(Do this)
Write out each line of the material again, word for word.

Collected data:
········

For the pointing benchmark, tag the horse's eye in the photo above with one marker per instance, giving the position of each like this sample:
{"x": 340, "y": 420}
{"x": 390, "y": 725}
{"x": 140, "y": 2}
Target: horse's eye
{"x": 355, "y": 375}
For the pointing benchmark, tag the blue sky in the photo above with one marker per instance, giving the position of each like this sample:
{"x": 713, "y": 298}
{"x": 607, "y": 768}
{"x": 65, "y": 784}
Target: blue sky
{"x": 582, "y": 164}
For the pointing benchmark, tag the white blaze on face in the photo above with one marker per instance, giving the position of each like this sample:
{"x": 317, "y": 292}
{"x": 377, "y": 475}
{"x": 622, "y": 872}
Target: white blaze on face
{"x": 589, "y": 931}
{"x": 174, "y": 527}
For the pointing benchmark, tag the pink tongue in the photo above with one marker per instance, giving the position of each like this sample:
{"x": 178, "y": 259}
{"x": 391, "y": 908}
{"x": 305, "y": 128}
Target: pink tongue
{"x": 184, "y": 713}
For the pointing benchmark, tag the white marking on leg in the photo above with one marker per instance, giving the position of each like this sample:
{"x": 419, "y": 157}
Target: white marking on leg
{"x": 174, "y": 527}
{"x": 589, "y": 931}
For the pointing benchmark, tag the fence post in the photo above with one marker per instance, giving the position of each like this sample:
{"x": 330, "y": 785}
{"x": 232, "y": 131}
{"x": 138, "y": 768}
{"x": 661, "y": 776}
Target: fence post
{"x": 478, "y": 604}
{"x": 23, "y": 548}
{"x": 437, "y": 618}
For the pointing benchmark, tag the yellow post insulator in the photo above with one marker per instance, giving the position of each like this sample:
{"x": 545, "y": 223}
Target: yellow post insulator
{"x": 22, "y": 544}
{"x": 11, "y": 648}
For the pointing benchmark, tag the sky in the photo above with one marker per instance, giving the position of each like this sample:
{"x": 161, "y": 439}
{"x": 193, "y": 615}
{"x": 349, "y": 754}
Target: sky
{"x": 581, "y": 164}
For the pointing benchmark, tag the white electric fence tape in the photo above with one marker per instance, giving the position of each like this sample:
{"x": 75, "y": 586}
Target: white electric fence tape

········

(Complete response)
For the pointing benchmark, tag the horse's eye in the photo above with one marker per instance, giving the position of each like this sample:
{"x": 340, "y": 420}
{"x": 390, "y": 725}
{"x": 140, "y": 2}
Target: horse's eye
{"x": 355, "y": 375}
For the pointing benchmark, tag the blue sky in the photo above with one marker per instance, giving the position of each like this sample:
{"x": 713, "y": 298}
{"x": 607, "y": 768}
{"x": 65, "y": 784}
Target: blue sky
{"x": 582, "y": 164}
For the pointing benchmark, tag the white blaze on face in the photo above with one marker per instance, giving the position of each like this sample:
{"x": 317, "y": 292}
{"x": 377, "y": 475}
{"x": 622, "y": 872}
Target: white blaze on face
{"x": 589, "y": 931}
{"x": 174, "y": 527}
For the pointing benchmark, tag the pink tongue in the photo above with one marker per instance, giving the position of each like this sample:
{"x": 178, "y": 259}
{"x": 391, "y": 908}
{"x": 305, "y": 128}
Target: pink tongue
{"x": 184, "y": 713}
For the pointing benchmark, tag the white marking on leg in the photo above with one marker per instance, giving the position of each like this sample:
{"x": 419, "y": 157}
Target: white marking on leg
{"x": 174, "y": 527}
{"x": 589, "y": 931}
For the pointing benchmark, tag the fence post in the photo above with one marker per instance, giving the position of each like this sample:
{"x": 330, "y": 785}
{"x": 232, "y": 131}
{"x": 138, "y": 768}
{"x": 661, "y": 776}
Target: fence post
{"x": 478, "y": 604}
{"x": 23, "y": 548}
{"x": 437, "y": 618}
For the pointing benchmark, tag the yellow post insulator in the photo above with one marker per instance, giving the position of each like this sample:
{"x": 545, "y": 223}
Target: yellow post insulator
{"x": 22, "y": 544}
{"x": 11, "y": 648}
For the pointing benchmark, tag the sky in the photo above with one marker per instance, giving the position of each like this sample:
{"x": 161, "y": 439}
{"x": 193, "y": 615}
{"x": 349, "y": 754}
Target: sky
{"x": 581, "y": 164}
For the pointing benchmark, tag the white electric fence tape in the photo above with one marker per instance, giving the position of each like this sample:
{"x": 75, "y": 586}
Target: white electric fence tape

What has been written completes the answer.